• WHAT YOU ARE ASKED TO DO:
Reproduce verbatim the stretch of the items below that opens with the line containing "For practice, label the dark blue" and closes with the line containing "For practice, label the tinted", both of those lines included.

• RECORDED DATA:
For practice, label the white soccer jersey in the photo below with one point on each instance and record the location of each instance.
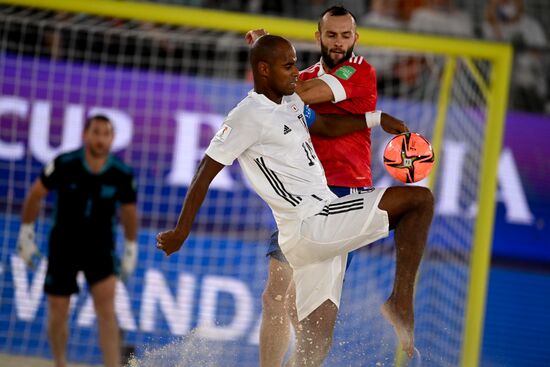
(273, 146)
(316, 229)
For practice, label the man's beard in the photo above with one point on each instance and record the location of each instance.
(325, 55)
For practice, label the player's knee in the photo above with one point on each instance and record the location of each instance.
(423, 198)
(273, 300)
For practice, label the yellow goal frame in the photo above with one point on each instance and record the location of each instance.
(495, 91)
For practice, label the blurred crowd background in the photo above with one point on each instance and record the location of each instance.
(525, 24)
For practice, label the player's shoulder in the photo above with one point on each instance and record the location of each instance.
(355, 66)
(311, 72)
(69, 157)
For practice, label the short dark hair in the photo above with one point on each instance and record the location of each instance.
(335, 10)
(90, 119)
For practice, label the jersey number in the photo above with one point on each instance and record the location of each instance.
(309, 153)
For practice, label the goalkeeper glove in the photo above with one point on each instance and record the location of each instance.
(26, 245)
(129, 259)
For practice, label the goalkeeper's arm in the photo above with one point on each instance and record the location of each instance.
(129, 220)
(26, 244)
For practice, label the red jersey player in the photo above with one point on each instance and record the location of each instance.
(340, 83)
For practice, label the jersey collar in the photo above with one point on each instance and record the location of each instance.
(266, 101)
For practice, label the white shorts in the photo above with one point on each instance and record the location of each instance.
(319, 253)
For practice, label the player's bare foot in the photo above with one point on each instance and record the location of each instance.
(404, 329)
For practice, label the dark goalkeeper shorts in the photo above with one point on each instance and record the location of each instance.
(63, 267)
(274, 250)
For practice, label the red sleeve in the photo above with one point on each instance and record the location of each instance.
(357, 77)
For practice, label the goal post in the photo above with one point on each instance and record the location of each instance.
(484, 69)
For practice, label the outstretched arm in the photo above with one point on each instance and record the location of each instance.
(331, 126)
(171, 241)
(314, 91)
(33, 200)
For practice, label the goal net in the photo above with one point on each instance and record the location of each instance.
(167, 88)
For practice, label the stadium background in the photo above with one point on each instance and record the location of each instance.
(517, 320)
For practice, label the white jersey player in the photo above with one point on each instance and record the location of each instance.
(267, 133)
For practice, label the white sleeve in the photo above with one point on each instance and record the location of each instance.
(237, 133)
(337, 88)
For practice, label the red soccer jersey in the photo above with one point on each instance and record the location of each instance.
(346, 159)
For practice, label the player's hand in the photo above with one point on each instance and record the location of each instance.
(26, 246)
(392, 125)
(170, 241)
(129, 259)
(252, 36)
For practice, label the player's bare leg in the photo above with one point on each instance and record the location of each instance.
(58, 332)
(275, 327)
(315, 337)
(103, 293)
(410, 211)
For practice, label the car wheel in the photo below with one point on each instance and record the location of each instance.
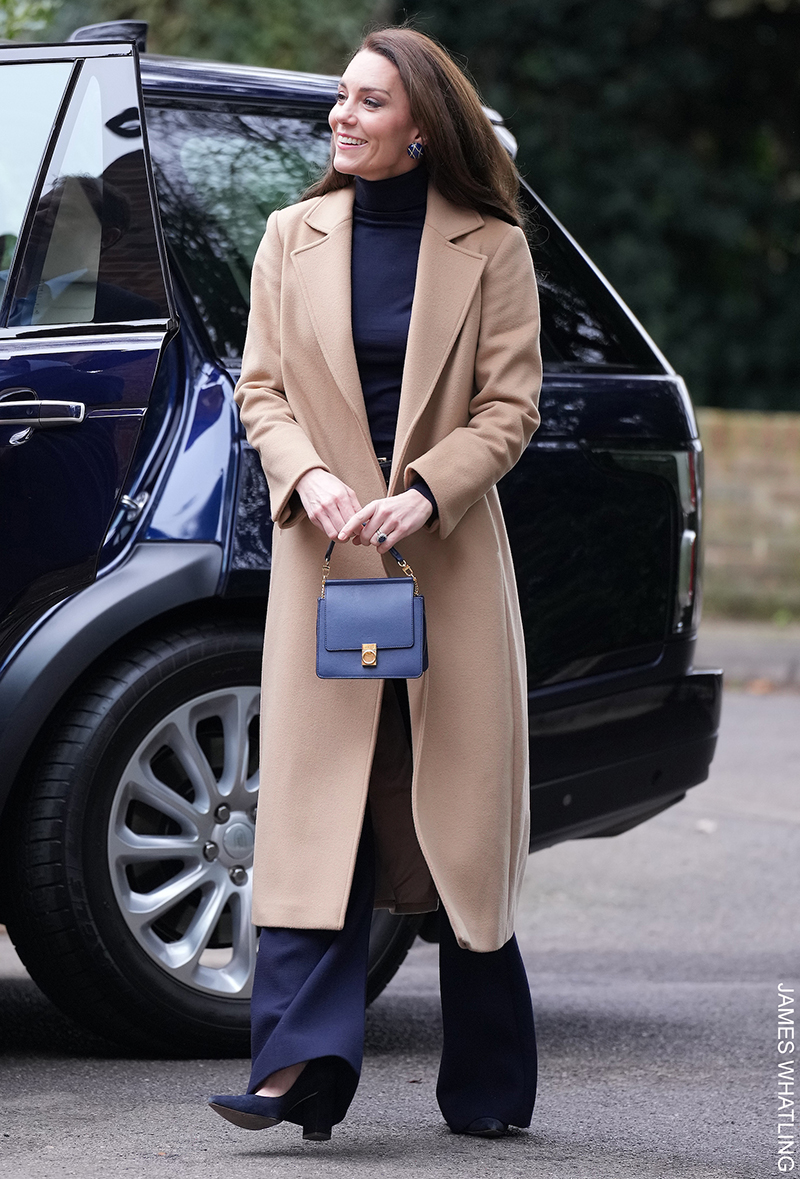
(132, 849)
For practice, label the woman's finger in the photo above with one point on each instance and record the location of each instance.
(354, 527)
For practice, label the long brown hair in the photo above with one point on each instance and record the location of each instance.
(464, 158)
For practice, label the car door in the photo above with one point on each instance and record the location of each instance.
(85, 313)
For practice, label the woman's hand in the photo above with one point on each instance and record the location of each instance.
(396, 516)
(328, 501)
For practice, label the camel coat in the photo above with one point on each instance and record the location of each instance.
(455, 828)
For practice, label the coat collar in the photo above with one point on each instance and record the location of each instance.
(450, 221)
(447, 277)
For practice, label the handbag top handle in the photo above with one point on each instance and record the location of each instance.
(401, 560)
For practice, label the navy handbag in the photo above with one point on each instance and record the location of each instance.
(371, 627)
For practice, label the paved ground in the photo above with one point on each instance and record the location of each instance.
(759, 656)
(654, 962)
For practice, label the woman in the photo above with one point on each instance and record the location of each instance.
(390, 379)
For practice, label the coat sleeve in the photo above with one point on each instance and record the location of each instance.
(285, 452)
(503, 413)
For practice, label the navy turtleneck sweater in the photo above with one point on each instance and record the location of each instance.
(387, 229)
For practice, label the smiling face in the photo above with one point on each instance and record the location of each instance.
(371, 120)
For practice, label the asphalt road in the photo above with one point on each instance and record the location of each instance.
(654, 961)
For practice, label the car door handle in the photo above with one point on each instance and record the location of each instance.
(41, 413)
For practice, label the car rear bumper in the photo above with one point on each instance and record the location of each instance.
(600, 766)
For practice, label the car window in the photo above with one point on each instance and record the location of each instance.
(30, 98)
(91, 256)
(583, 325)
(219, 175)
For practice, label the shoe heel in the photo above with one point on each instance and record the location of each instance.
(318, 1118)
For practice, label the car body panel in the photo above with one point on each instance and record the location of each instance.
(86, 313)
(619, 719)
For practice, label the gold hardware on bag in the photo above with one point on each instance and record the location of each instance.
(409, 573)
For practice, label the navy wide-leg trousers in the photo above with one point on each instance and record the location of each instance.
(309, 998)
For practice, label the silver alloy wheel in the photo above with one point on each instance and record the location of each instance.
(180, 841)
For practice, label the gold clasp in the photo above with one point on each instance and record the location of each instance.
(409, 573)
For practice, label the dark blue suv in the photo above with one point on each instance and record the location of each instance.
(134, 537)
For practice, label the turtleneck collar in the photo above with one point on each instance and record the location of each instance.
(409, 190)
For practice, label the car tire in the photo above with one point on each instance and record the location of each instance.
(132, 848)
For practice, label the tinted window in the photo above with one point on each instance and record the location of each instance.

==

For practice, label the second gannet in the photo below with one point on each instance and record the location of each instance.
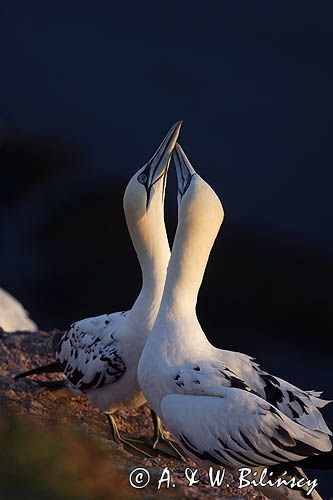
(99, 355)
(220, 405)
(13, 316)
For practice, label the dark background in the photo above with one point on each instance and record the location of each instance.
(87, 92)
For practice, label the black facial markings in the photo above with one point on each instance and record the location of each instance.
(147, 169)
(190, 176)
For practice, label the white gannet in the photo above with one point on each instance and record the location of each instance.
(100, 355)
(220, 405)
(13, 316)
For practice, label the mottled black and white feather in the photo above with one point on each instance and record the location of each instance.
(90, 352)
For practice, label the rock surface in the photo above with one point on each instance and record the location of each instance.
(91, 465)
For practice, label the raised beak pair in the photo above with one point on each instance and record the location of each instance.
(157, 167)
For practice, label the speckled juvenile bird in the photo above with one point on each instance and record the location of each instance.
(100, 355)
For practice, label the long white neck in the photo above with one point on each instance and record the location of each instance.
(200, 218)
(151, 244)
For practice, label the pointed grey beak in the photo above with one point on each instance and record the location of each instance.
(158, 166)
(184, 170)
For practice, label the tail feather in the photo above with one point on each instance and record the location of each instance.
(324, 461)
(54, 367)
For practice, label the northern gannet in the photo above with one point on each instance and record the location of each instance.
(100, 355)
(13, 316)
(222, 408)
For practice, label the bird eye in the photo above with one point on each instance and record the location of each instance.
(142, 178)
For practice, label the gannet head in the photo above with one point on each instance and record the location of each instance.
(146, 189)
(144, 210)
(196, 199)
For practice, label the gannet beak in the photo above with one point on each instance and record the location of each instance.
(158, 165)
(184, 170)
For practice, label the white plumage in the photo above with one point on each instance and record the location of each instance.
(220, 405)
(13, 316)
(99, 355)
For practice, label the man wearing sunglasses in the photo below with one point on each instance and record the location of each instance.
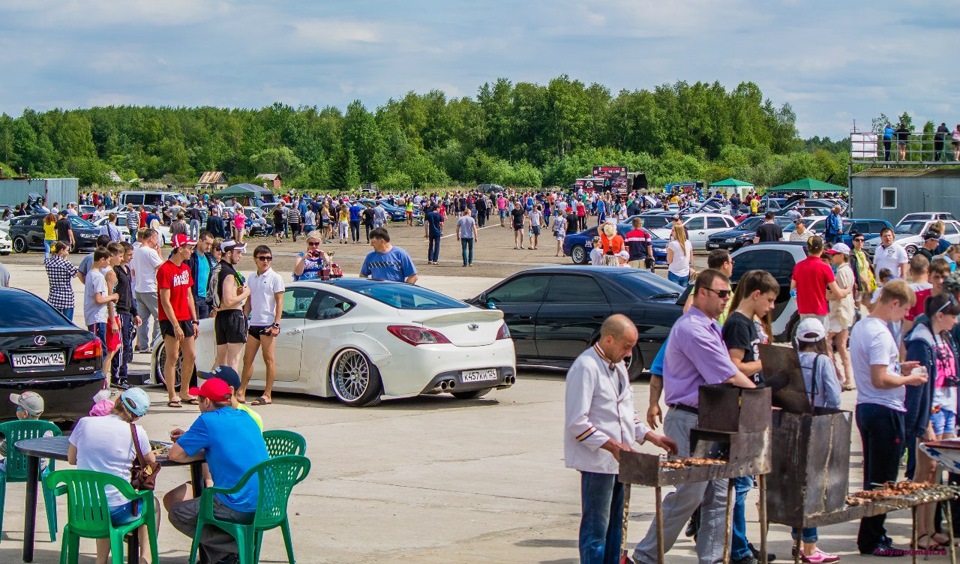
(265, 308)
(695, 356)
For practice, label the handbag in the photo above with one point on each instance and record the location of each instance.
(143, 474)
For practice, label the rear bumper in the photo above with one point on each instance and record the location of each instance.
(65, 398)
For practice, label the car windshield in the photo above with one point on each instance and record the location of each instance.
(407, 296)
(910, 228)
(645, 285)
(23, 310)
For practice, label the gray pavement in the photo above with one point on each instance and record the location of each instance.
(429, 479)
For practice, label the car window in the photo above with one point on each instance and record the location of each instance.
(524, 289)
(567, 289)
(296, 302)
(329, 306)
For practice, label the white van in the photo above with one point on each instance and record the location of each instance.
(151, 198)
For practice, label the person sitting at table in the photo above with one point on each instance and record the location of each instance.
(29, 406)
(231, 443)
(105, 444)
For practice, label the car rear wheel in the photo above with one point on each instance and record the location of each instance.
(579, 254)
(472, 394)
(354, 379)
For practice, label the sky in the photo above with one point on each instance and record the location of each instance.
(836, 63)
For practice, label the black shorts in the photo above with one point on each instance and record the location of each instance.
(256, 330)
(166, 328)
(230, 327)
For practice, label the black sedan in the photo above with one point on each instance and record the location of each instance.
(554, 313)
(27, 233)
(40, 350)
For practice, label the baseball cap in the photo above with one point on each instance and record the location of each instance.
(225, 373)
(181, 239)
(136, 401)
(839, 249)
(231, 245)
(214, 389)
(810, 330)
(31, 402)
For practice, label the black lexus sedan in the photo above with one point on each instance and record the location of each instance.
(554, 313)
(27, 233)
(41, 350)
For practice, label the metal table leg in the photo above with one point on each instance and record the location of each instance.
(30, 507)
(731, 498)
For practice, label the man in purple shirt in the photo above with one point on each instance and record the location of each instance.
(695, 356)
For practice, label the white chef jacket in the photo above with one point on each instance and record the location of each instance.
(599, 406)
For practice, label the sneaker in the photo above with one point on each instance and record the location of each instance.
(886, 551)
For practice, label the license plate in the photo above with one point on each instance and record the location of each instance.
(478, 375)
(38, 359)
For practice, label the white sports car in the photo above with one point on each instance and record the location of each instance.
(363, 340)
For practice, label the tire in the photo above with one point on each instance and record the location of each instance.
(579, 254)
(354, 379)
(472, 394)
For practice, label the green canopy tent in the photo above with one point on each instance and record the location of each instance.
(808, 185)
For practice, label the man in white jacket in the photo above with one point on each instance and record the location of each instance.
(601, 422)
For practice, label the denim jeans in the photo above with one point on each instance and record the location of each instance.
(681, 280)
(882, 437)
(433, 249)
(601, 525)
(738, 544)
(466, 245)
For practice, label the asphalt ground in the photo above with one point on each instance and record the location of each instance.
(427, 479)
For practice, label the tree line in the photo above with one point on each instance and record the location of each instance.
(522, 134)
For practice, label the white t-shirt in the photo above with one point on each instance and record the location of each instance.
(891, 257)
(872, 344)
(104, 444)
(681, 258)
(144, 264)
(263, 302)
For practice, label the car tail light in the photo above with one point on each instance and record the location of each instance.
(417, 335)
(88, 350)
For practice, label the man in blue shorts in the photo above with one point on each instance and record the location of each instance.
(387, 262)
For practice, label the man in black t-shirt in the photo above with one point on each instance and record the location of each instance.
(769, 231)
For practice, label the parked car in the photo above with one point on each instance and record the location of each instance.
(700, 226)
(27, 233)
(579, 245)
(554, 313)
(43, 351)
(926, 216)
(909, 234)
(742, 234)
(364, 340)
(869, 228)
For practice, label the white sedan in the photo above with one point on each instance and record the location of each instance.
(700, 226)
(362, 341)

• SOLUTION FOR THIS TASK:
For practice, label the dark blue suv in the photo above with one point on each instance and record the location of each instance.
(134, 537)
For practice, label the turtleneck collar in the photo above with one point on each instance and record the location of each instance.
(409, 190)
For practice, label the car tire in the photo above with one point on each instance and record the location of each instance.
(132, 848)
For practice, label the tinted window in the photo above with one point on each instance and record the location of each instance.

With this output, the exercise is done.